* [WHAT YOU WILL DO] Show every line of the entries below that holds the string "lace".

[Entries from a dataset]
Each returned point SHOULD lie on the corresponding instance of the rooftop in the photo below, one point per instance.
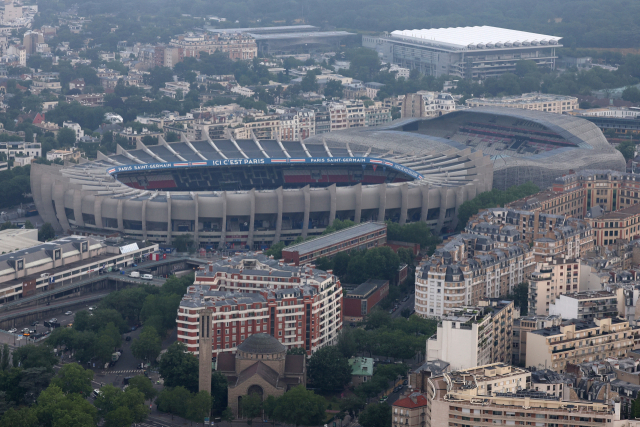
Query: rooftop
(361, 366)
(465, 37)
(335, 237)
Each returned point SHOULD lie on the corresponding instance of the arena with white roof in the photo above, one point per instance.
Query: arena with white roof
(467, 52)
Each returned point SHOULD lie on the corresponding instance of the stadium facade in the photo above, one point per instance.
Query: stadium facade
(466, 52)
(253, 193)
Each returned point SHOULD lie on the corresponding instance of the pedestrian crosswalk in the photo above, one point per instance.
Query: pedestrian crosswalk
(127, 371)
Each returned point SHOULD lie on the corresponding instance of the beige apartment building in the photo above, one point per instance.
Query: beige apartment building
(474, 336)
(578, 341)
(560, 276)
(550, 234)
(501, 395)
(529, 101)
(526, 324)
(466, 269)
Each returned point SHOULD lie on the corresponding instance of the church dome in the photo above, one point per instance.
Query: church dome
(261, 344)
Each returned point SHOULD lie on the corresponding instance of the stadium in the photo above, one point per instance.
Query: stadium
(524, 145)
(252, 193)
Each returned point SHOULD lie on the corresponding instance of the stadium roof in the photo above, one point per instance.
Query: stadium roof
(466, 36)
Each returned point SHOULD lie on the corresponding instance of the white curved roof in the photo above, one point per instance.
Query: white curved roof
(465, 36)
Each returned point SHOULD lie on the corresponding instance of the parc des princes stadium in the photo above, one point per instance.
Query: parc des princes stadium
(252, 193)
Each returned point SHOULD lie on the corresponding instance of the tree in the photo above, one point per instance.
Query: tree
(66, 137)
(148, 345)
(300, 406)
(251, 407)
(329, 370)
(297, 351)
(199, 406)
(4, 363)
(46, 232)
(627, 148)
(144, 385)
(23, 417)
(34, 356)
(179, 367)
(73, 378)
(520, 297)
(376, 415)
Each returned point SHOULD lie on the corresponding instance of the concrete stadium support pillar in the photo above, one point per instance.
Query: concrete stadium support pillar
(58, 199)
(279, 218)
(196, 214)
(358, 213)
(223, 234)
(424, 210)
(77, 207)
(307, 210)
(382, 189)
(252, 218)
(404, 203)
(144, 219)
(120, 216)
(332, 209)
(169, 223)
(97, 211)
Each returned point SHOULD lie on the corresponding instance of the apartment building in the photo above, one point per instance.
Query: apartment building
(297, 124)
(501, 395)
(550, 234)
(426, 104)
(466, 269)
(559, 276)
(523, 325)
(577, 341)
(474, 336)
(236, 45)
(529, 101)
(377, 115)
(623, 224)
(588, 305)
(251, 293)
(575, 194)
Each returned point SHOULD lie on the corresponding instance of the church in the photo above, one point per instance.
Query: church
(260, 366)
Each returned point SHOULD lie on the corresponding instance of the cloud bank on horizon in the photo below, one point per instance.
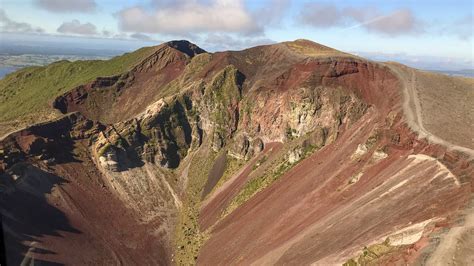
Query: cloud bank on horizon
(399, 27)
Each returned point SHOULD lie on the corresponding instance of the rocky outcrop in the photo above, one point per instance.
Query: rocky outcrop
(274, 129)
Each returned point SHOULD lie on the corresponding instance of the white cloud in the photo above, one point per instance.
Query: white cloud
(223, 42)
(140, 36)
(61, 6)
(9, 25)
(398, 22)
(75, 27)
(189, 17)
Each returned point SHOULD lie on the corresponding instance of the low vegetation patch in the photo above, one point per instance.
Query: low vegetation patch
(370, 255)
(188, 236)
(28, 92)
(257, 184)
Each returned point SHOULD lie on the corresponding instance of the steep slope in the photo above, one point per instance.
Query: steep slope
(25, 95)
(293, 153)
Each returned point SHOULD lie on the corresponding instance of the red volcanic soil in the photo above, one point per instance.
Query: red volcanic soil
(215, 204)
(314, 214)
(114, 99)
(64, 212)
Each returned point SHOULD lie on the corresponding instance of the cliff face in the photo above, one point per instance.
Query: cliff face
(290, 153)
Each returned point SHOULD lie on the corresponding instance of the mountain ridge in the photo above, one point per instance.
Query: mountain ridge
(276, 154)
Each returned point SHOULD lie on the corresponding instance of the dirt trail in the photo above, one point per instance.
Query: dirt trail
(413, 110)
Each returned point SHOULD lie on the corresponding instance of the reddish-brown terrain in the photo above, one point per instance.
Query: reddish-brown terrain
(292, 153)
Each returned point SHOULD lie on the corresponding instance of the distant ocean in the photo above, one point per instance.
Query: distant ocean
(4, 70)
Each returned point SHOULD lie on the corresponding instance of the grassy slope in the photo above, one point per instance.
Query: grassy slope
(27, 92)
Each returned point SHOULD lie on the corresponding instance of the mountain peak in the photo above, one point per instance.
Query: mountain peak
(311, 48)
(186, 47)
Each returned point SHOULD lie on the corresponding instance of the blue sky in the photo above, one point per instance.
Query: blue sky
(438, 31)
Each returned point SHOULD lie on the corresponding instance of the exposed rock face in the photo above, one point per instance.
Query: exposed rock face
(139, 146)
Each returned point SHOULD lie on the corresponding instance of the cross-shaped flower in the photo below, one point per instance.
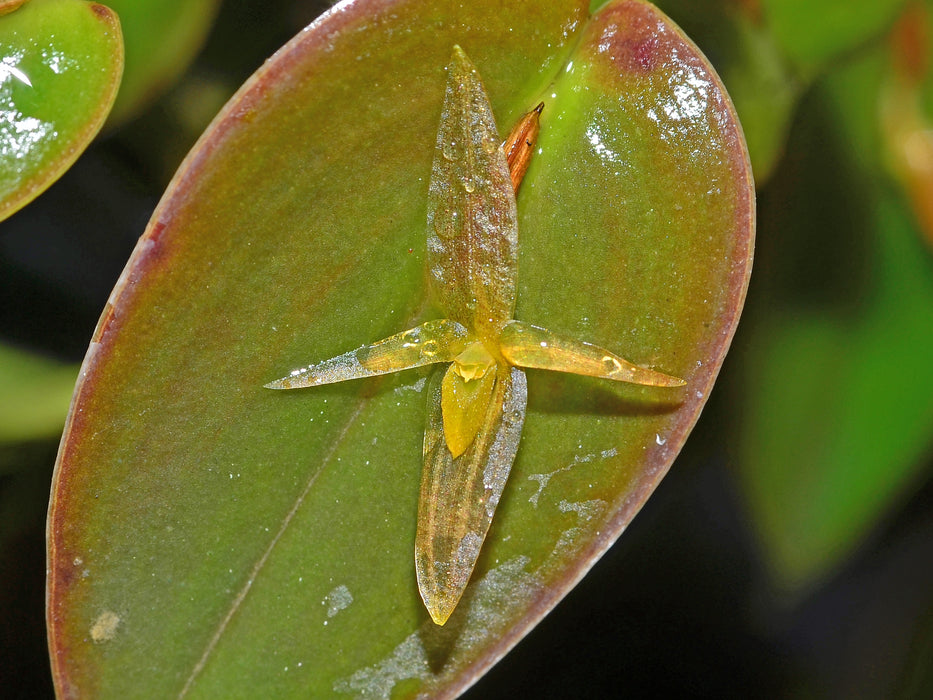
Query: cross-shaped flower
(476, 408)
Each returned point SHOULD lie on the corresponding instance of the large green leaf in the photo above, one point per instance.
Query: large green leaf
(60, 65)
(212, 538)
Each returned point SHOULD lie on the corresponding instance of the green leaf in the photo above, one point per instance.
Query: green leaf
(60, 65)
(162, 37)
(34, 395)
(212, 538)
(814, 34)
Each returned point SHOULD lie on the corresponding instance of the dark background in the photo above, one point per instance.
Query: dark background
(681, 606)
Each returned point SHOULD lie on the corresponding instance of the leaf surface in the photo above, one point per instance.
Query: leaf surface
(60, 66)
(211, 538)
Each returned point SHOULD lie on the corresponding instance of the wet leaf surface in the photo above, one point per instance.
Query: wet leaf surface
(211, 538)
(59, 71)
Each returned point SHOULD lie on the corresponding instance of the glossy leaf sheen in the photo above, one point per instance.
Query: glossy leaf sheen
(204, 529)
(60, 66)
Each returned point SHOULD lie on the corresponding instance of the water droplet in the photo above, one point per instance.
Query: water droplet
(611, 364)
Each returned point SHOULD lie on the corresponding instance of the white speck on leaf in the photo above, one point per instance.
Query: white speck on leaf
(105, 627)
(337, 600)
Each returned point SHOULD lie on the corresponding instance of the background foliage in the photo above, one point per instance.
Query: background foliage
(789, 551)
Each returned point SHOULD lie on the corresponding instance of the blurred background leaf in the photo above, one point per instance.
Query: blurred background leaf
(313, 493)
(60, 66)
(161, 37)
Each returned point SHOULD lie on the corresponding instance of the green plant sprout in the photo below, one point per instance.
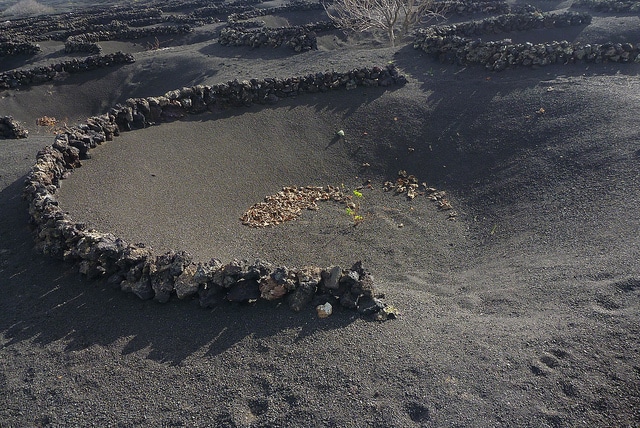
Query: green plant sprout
(353, 208)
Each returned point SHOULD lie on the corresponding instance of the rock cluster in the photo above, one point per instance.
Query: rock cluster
(142, 112)
(10, 128)
(288, 204)
(295, 5)
(134, 267)
(37, 75)
(83, 43)
(299, 38)
(465, 7)
(16, 47)
(522, 21)
(453, 43)
(608, 6)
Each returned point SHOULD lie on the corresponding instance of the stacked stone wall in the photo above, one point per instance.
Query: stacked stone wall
(300, 38)
(136, 268)
(12, 48)
(609, 6)
(12, 129)
(457, 43)
(37, 75)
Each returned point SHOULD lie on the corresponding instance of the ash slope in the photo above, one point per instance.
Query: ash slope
(527, 315)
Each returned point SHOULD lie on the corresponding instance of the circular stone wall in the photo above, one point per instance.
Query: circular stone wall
(185, 184)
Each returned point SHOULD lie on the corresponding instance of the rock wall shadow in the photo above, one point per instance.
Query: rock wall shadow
(483, 123)
(46, 301)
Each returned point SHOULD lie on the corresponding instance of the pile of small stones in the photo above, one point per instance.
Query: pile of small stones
(452, 44)
(12, 129)
(37, 75)
(134, 267)
(408, 184)
(632, 6)
(289, 203)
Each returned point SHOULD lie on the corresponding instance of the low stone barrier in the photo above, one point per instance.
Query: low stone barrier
(12, 48)
(83, 43)
(466, 7)
(290, 7)
(503, 24)
(136, 268)
(10, 128)
(453, 43)
(300, 38)
(37, 75)
(500, 55)
(607, 6)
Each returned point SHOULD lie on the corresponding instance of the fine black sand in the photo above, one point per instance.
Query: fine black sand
(523, 311)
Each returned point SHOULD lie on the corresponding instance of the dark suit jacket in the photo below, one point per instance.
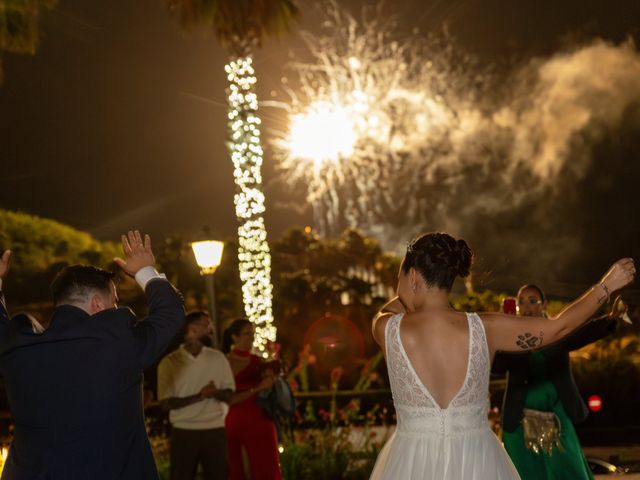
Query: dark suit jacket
(75, 391)
(558, 370)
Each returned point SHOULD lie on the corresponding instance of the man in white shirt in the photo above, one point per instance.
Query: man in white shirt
(195, 383)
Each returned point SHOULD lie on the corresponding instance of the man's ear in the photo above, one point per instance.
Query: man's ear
(96, 304)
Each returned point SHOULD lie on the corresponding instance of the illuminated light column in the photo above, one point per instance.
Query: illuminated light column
(246, 153)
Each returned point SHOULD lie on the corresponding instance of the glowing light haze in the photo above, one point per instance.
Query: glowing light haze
(407, 134)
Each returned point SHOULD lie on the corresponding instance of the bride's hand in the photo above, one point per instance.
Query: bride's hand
(621, 274)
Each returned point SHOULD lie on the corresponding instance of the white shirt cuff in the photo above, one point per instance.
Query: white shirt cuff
(146, 274)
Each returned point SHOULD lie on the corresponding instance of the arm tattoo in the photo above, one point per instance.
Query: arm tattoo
(528, 340)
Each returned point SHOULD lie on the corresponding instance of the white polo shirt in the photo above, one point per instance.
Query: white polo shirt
(180, 374)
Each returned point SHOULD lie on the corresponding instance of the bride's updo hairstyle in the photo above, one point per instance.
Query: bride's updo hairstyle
(439, 258)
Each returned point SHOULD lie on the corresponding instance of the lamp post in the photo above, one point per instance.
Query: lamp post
(208, 255)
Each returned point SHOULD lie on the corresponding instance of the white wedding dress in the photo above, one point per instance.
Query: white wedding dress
(432, 443)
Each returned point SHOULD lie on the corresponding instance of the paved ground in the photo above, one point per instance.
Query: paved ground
(625, 454)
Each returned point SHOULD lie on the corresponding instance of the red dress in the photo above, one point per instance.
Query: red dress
(249, 427)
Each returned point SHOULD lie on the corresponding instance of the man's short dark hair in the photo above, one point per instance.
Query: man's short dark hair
(194, 316)
(74, 284)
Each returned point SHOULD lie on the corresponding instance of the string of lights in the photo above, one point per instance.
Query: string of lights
(246, 153)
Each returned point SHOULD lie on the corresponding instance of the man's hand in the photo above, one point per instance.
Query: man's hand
(4, 263)
(138, 253)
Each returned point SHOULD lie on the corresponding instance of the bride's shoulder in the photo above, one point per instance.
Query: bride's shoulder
(379, 326)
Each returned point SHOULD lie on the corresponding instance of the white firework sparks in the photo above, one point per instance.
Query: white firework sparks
(366, 112)
(398, 136)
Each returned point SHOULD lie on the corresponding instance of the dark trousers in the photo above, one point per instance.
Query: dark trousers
(190, 447)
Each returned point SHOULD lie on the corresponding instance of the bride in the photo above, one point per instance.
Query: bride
(439, 362)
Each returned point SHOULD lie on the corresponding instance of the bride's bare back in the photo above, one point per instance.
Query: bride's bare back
(437, 346)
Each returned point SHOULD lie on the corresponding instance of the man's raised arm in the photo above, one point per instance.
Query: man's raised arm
(166, 313)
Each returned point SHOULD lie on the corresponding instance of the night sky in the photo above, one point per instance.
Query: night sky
(118, 121)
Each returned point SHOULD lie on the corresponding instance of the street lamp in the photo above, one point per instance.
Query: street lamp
(208, 255)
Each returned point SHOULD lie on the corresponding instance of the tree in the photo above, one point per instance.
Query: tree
(41, 247)
(19, 26)
(240, 26)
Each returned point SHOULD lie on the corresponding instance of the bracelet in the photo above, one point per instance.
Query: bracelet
(606, 290)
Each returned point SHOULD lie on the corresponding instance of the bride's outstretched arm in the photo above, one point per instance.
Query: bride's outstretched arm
(509, 333)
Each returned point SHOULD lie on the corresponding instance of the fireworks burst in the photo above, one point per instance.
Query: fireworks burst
(368, 114)
(399, 136)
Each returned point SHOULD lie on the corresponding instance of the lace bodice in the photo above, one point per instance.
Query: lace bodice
(416, 409)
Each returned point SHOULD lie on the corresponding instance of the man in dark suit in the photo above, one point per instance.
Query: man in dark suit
(546, 444)
(558, 366)
(75, 390)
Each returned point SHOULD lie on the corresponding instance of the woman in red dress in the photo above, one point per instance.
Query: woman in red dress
(251, 434)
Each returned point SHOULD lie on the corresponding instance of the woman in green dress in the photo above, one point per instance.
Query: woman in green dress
(542, 401)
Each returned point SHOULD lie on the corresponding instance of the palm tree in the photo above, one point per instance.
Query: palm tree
(240, 26)
(19, 26)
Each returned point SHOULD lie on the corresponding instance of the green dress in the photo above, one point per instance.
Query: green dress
(568, 463)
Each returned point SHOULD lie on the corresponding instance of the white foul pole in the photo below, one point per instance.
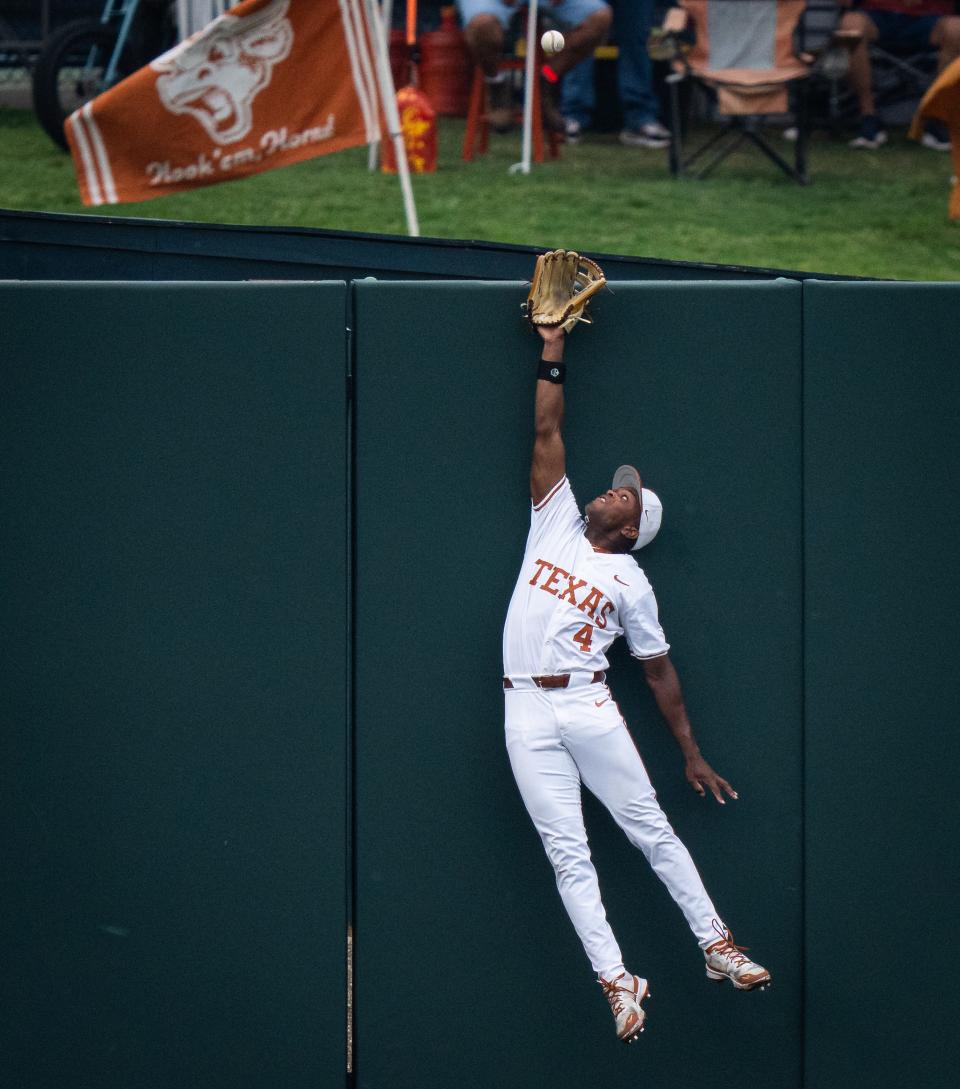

* [THE OUTPUT]
Each returned point SHOULD lie on the corresponding instance of the lace bodice in the photo above, one point per instance.
Query: lace bodice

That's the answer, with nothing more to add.